WORK TO COMPLETE: When a line below contains the string "ridge", show that line.

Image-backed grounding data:
────────────────────

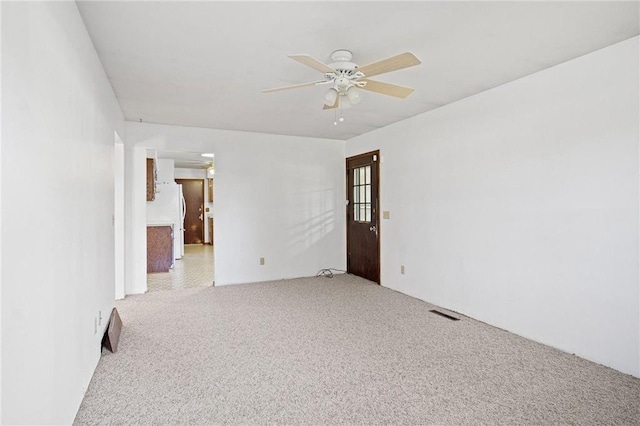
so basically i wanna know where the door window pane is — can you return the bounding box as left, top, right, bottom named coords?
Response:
left=352, top=165, right=372, bottom=223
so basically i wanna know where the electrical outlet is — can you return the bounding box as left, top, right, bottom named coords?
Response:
left=401, top=265, right=405, bottom=275
left=260, top=257, right=265, bottom=265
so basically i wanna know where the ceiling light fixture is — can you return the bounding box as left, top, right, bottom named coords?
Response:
left=201, top=153, right=214, bottom=158
left=324, top=88, right=338, bottom=106
left=347, top=87, right=362, bottom=105
left=263, top=49, right=420, bottom=127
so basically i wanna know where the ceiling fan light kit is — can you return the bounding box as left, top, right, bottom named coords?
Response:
left=324, top=88, right=338, bottom=106
left=263, top=49, right=421, bottom=124
left=347, top=87, right=362, bottom=105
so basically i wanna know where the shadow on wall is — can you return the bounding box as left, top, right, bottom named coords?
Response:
left=286, top=188, right=336, bottom=252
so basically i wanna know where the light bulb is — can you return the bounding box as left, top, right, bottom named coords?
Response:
left=347, top=87, right=362, bottom=105
left=339, top=116, right=345, bottom=122
left=324, top=88, right=338, bottom=106
left=340, top=95, right=351, bottom=109
left=333, top=121, right=338, bottom=126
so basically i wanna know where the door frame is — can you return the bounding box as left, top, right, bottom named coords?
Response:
left=114, top=132, right=125, bottom=300
left=346, top=150, right=381, bottom=284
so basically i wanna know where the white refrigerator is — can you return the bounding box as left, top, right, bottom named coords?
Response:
left=147, top=182, right=185, bottom=260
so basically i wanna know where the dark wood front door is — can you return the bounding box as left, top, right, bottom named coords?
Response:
left=176, top=179, right=204, bottom=244
left=346, top=151, right=380, bottom=283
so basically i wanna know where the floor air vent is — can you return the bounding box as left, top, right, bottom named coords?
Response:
left=430, top=310, right=460, bottom=321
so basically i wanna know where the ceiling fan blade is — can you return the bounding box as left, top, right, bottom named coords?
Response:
left=262, top=80, right=327, bottom=93
left=322, top=96, right=340, bottom=110
left=288, top=54, right=336, bottom=74
left=360, top=79, right=415, bottom=98
left=357, top=52, right=421, bottom=78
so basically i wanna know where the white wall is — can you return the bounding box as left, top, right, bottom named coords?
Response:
left=1, top=2, right=124, bottom=423
left=346, top=37, right=640, bottom=377
left=126, top=122, right=346, bottom=286
left=175, top=168, right=207, bottom=180
left=146, top=158, right=176, bottom=223
left=124, top=144, right=147, bottom=295
left=0, top=1, right=4, bottom=420
left=154, top=158, right=175, bottom=184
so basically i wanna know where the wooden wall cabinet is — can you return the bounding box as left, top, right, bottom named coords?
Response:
left=146, top=158, right=156, bottom=201
left=147, top=225, right=173, bottom=272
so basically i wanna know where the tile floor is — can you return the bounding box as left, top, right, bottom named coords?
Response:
left=147, top=244, right=214, bottom=291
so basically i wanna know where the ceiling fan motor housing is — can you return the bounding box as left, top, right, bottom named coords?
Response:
left=326, top=50, right=365, bottom=95
left=331, top=49, right=353, bottom=62
left=329, top=49, right=358, bottom=75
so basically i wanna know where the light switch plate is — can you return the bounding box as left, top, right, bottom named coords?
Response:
left=383, top=211, right=391, bottom=219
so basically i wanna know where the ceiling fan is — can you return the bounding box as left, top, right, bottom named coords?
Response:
left=262, top=50, right=421, bottom=110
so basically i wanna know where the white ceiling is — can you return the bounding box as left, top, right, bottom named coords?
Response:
left=78, top=1, right=639, bottom=141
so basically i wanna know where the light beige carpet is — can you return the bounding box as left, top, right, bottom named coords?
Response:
left=75, top=274, right=640, bottom=425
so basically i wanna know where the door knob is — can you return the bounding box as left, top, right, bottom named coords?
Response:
left=369, top=225, right=377, bottom=232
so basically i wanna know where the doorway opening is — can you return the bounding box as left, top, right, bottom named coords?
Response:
left=145, top=150, right=215, bottom=291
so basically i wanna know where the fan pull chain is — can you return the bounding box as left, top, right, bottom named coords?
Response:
left=332, top=95, right=345, bottom=126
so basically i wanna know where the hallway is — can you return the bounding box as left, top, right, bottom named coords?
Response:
left=147, top=244, right=214, bottom=291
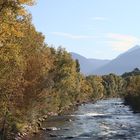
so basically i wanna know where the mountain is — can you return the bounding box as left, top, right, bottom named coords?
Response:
left=71, top=45, right=140, bottom=75
left=126, top=45, right=140, bottom=53
left=94, top=45, right=140, bottom=75
left=70, top=52, right=110, bottom=75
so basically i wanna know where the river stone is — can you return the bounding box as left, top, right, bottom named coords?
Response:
left=49, top=133, right=57, bottom=137
left=46, top=127, right=59, bottom=131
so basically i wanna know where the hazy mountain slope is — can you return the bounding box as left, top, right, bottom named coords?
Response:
left=127, top=45, right=140, bottom=53
left=94, top=45, right=140, bottom=75
left=70, top=52, right=110, bottom=75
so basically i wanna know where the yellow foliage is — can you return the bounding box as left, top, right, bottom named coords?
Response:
left=18, top=0, right=36, bottom=5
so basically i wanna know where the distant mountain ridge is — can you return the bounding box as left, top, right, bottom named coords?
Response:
left=126, top=45, right=140, bottom=53
left=70, top=45, right=140, bottom=75
left=94, top=45, right=140, bottom=75
left=70, top=52, right=110, bottom=75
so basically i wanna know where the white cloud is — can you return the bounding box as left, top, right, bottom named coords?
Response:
left=90, top=17, right=108, bottom=21
left=51, top=32, right=140, bottom=52
left=51, top=32, right=97, bottom=40
left=106, top=33, right=140, bottom=51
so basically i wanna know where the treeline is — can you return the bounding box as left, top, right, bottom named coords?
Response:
left=87, top=69, right=140, bottom=112
left=1, top=0, right=140, bottom=139
left=86, top=74, right=124, bottom=99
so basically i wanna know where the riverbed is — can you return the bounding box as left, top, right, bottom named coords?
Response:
left=29, top=98, right=140, bottom=140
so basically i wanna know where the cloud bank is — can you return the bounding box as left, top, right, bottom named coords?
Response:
left=107, top=33, right=140, bottom=51
left=51, top=31, right=140, bottom=52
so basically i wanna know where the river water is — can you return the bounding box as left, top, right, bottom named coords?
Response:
left=30, top=98, right=140, bottom=140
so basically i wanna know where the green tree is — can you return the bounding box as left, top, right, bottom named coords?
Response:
left=87, top=76, right=104, bottom=100
left=124, top=75, right=140, bottom=111
left=75, top=59, right=80, bottom=73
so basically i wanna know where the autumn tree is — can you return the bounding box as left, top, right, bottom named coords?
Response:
left=0, top=0, right=36, bottom=138
left=87, top=76, right=104, bottom=100
left=75, top=59, right=80, bottom=73
left=102, top=74, right=124, bottom=97
left=123, top=76, right=140, bottom=112
left=49, top=47, right=79, bottom=111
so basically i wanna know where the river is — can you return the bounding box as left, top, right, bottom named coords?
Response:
left=29, top=98, right=140, bottom=140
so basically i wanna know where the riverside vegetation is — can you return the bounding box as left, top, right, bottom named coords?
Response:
left=0, top=1, right=140, bottom=139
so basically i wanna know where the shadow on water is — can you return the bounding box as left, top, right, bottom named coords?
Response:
left=29, top=98, right=140, bottom=140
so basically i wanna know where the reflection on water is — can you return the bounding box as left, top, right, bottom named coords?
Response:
left=29, top=98, right=140, bottom=140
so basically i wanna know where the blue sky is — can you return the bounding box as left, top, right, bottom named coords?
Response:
left=28, top=0, right=140, bottom=59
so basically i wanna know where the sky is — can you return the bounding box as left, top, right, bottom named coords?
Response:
left=27, top=0, right=140, bottom=59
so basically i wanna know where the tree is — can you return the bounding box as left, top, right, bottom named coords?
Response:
left=51, top=47, right=79, bottom=111
left=75, top=59, right=80, bottom=73
left=124, top=76, right=140, bottom=112
left=102, top=74, right=124, bottom=97
left=0, top=0, right=36, bottom=138
left=86, top=76, right=104, bottom=100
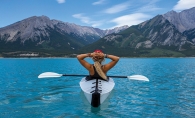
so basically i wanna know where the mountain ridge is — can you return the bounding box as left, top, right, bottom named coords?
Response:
left=0, top=15, right=128, bottom=44
left=163, top=7, right=195, bottom=33
left=1, top=7, right=195, bottom=57
left=79, top=12, right=195, bottom=57
left=0, top=15, right=128, bottom=57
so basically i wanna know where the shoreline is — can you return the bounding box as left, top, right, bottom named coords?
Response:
left=0, top=56, right=195, bottom=59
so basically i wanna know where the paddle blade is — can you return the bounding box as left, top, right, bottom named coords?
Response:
left=127, top=75, right=149, bottom=81
left=38, top=72, right=63, bottom=78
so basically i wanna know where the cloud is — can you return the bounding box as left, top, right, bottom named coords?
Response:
left=72, top=14, right=103, bottom=27
left=56, top=0, right=65, bottom=4
left=136, top=0, right=161, bottom=13
left=173, top=0, right=195, bottom=11
left=104, top=2, right=131, bottom=14
left=110, top=13, right=151, bottom=28
left=92, top=0, right=106, bottom=5
left=91, top=22, right=103, bottom=27
left=72, top=14, right=90, bottom=24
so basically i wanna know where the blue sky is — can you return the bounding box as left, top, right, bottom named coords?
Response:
left=0, top=0, right=195, bottom=29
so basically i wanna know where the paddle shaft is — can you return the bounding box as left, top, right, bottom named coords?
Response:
left=38, top=72, right=149, bottom=81
left=62, top=74, right=127, bottom=78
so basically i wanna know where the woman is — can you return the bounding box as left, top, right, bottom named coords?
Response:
left=77, top=49, right=119, bottom=81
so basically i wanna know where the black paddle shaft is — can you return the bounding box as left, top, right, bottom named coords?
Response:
left=62, top=74, right=127, bottom=78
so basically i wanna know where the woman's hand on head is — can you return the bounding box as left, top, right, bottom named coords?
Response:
left=99, top=53, right=104, bottom=58
left=90, top=52, right=94, bottom=57
left=92, top=52, right=104, bottom=58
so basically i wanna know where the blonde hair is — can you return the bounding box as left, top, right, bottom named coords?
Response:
left=91, top=52, right=107, bottom=80
left=94, top=61, right=107, bottom=80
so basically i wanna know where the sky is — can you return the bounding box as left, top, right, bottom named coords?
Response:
left=0, top=0, right=195, bottom=29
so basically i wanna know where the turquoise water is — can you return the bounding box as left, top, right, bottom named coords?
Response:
left=0, top=58, right=194, bottom=118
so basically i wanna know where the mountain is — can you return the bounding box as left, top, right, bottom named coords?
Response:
left=162, top=7, right=195, bottom=56
left=103, top=25, right=129, bottom=35
left=183, top=28, right=195, bottom=43
left=163, top=7, right=195, bottom=33
left=80, top=14, right=195, bottom=57
left=0, top=16, right=128, bottom=57
left=1, top=7, right=195, bottom=57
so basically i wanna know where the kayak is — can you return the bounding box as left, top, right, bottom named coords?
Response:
left=80, top=77, right=115, bottom=107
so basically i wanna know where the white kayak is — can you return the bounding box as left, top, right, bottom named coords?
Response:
left=80, top=77, right=115, bottom=107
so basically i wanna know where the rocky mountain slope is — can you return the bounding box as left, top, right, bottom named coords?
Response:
left=0, top=16, right=128, bottom=56
left=183, top=28, right=195, bottom=43
left=163, top=7, right=195, bottom=33
left=0, top=7, right=195, bottom=57
left=80, top=12, right=195, bottom=57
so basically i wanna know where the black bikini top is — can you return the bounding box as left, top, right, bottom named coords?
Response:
left=86, top=66, right=108, bottom=81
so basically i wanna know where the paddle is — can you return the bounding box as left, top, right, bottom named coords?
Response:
left=38, top=72, right=149, bottom=81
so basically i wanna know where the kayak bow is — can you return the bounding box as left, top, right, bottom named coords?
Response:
left=80, top=77, right=115, bottom=107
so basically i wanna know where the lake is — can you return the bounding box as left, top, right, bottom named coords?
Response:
left=0, top=58, right=194, bottom=118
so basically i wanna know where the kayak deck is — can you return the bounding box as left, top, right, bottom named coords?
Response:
left=80, top=77, right=115, bottom=107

────────────────────

RESPONSE AREA:
so basically i wanna know where the distant mountain ridge is — can you return the bounding box as left, top, right, bottom named coords?
so basically i wanna know where the mountain ridge is — can you return the bounding box as left, top, right, bottom named coords?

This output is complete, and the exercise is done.